Exercise tasks:
a – Reproduce the passage of the tutorial announcement starting with "Epidemic intelligence deals" and going on through "NLP for healthcare.".
b – List every area of expertise that the tutorial announcement gives for Sarvnaz.

Source text:
+ + + + +

ALTA is pleased to announce that two presenters have offered to deliver a tutorial session on the afternoon of the 4th of December.
Epidemic intelligence deals with the detection of outbreaks using formal (such as hospital records) and informal (such as user-generated text on the web) sources of information. However, official records may not always be available for healthcare research. In this tutorial, we discuss approaches for epidemic intelligence that use unofficial and open datasets. We view past work in terms of two broad categories: health mention classification (selecting relevant text from a large volume) and health event detection (predicting epidemic events from a collection of relevant text). The focus of our discussion is the underlying computational linguistic techniques in the two categories. We also discuss the state-of-the-art in annotation techniques, resources and evaluation strategies when applying NLP for healthcare.
Sarvnaz is a senior researcher at CSIRO’s Data61 in Sydney, with expertise in Information Retrieval, Natural Language Processing (NLP), and Machine Learning. She has over 10 years of experience of research in biomedical NLP. She has led a number of different projects, such as Adverse Drug Reaction Discovery from patient reports (information extraction from social media), and Medical decision support within precision health future science platform. Before CSIRO, Sarvnaz was a researcher at NICTA (2008-2012) working on search and information retrieval in the medical domain (BioTALA project).

+ + + + +

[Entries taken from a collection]
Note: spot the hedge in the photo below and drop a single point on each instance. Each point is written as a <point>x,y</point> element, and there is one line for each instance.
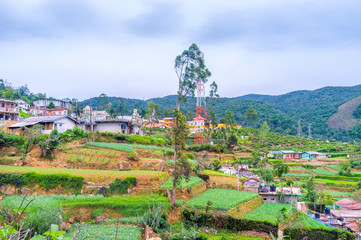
<point>47,181</point>
<point>317,234</point>
<point>224,221</point>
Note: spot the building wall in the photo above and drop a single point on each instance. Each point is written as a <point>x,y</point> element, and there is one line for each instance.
<point>110,127</point>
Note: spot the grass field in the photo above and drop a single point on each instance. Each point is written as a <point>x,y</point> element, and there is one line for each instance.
<point>216,173</point>
<point>108,232</point>
<point>321,171</point>
<point>268,212</point>
<point>334,167</point>
<point>223,199</point>
<point>183,184</point>
<point>303,220</point>
<point>122,146</point>
<point>336,193</point>
<point>334,182</point>
<point>297,175</point>
<point>126,205</point>
<point>89,174</point>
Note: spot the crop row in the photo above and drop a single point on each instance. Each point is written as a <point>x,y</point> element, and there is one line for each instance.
<point>122,146</point>
<point>183,184</point>
<point>222,199</point>
<point>269,212</point>
<point>89,174</point>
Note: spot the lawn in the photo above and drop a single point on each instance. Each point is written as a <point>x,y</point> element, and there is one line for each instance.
<point>336,193</point>
<point>108,232</point>
<point>222,199</point>
<point>297,175</point>
<point>123,146</point>
<point>334,182</point>
<point>305,221</point>
<point>216,173</point>
<point>322,171</point>
<point>89,174</point>
<point>334,167</point>
<point>268,212</point>
<point>183,184</point>
<point>127,205</point>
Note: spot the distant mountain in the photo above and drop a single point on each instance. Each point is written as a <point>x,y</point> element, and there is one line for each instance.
<point>282,112</point>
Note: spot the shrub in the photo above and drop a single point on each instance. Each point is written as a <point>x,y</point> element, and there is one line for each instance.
<point>97,212</point>
<point>132,156</point>
<point>121,186</point>
<point>40,220</point>
<point>156,218</point>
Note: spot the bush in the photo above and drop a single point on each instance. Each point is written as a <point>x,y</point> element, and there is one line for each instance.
<point>156,218</point>
<point>97,212</point>
<point>132,156</point>
<point>204,177</point>
<point>47,181</point>
<point>121,186</point>
<point>40,220</point>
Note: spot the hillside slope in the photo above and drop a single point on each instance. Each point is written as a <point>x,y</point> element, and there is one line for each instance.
<point>344,118</point>
<point>282,112</point>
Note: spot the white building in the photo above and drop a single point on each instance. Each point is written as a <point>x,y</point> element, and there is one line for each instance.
<point>48,123</point>
<point>57,103</point>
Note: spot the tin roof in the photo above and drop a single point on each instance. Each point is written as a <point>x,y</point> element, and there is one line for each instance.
<point>35,120</point>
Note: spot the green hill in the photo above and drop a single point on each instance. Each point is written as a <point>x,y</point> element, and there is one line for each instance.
<point>282,112</point>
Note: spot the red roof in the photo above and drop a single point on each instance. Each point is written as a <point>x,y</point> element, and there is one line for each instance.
<point>257,179</point>
<point>347,202</point>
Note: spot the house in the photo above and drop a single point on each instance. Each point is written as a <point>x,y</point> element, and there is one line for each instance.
<point>57,103</point>
<point>291,154</point>
<point>274,154</point>
<point>101,115</point>
<point>287,195</point>
<point>252,184</point>
<point>314,155</point>
<point>168,121</point>
<point>8,110</point>
<point>47,124</point>
<point>24,106</point>
<point>43,111</point>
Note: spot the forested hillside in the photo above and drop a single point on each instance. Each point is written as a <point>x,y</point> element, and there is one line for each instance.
<point>282,112</point>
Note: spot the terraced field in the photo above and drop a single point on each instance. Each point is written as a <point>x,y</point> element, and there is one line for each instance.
<point>222,199</point>
<point>268,212</point>
<point>89,174</point>
<point>183,184</point>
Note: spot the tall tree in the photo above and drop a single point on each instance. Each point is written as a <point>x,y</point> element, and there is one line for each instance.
<point>190,69</point>
<point>229,119</point>
<point>102,101</point>
<point>251,114</point>
<point>8,94</point>
<point>121,107</point>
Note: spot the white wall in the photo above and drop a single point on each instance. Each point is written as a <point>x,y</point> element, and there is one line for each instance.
<point>64,124</point>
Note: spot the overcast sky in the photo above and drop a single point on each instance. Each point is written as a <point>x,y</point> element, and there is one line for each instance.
<point>82,48</point>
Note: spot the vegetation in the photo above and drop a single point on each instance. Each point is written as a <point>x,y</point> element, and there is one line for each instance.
<point>192,181</point>
<point>121,146</point>
<point>223,199</point>
<point>269,212</point>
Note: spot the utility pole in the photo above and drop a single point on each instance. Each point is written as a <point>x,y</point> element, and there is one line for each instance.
<point>299,129</point>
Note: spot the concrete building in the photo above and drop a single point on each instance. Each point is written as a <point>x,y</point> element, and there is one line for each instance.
<point>252,184</point>
<point>57,103</point>
<point>42,111</point>
<point>8,110</point>
<point>287,195</point>
<point>47,124</point>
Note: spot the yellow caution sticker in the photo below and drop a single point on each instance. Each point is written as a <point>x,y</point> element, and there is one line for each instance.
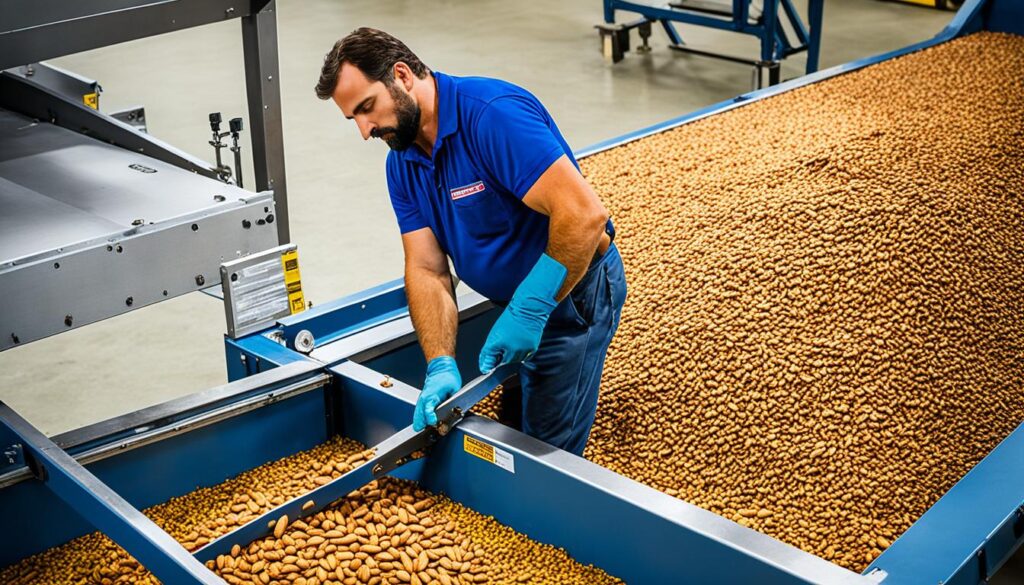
<point>293,282</point>
<point>488,453</point>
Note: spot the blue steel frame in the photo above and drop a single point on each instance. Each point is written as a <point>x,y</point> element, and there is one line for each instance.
<point>775,44</point>
<point>102,507</point>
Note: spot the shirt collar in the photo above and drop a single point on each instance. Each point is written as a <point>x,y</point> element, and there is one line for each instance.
<point>448,109</point>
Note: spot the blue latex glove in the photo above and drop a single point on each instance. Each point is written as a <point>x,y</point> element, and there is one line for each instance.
<point>442,381</point>
<point>516,334</point>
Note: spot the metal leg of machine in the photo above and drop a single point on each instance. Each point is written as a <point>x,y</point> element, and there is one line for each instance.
<point>259,42</point>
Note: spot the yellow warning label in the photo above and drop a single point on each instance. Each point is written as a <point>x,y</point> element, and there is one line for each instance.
<point>488,453</point>
<point>478,448</point>
<point>293,282</point>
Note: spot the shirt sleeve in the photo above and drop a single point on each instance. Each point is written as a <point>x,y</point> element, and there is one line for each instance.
<point>406,210</point>
<point>516,142</point>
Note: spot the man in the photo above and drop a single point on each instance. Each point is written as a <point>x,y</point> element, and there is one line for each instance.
<point>479,172</point>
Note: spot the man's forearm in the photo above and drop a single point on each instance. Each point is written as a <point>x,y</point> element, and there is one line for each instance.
<point>572,240</point>
<point>432,306</point>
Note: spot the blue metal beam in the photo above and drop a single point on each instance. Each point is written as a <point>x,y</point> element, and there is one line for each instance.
<point>971,531</point>
<point>105,509</point>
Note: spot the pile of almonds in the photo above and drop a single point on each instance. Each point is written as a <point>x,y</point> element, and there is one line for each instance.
<point>825,314</point>
<point>389,532</point>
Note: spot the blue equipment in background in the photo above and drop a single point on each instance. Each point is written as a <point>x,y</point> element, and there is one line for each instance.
<point>771,22</point>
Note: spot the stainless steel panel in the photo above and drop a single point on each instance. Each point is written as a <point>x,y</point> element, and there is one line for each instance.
<point>89,231</point>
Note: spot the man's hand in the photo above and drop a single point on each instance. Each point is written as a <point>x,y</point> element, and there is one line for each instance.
<point>517,332</point>
<point>442,381</point>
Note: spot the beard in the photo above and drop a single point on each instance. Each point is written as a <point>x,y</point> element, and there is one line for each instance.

+ + + + +

Answers for the tasks:
a –
Epidemic intelligence deals with the detection of outbreaks using formal (such as hospital records) and informal (such as user-generated text on the web) sources of information. However, official records may not always be available for healthcare research. In this tutorial, we discuss approaches for epidemic intelligence that use unofficial and open datasets. We view past work in terms of two broad categories: health mention classification (selecting relevant text from a large volume) and health event detection (predicting epidemic events from a collection of relevant text). The focus of our discussion is the underlying computational linguistic techniques in the two categories. We also discuss the state-of-the-art in annotation techniques, resources and evaluation strategies when applying NLP for healthcare.

b –
Information Retrieval
Natural Language Processing (NLP)
Machine Learning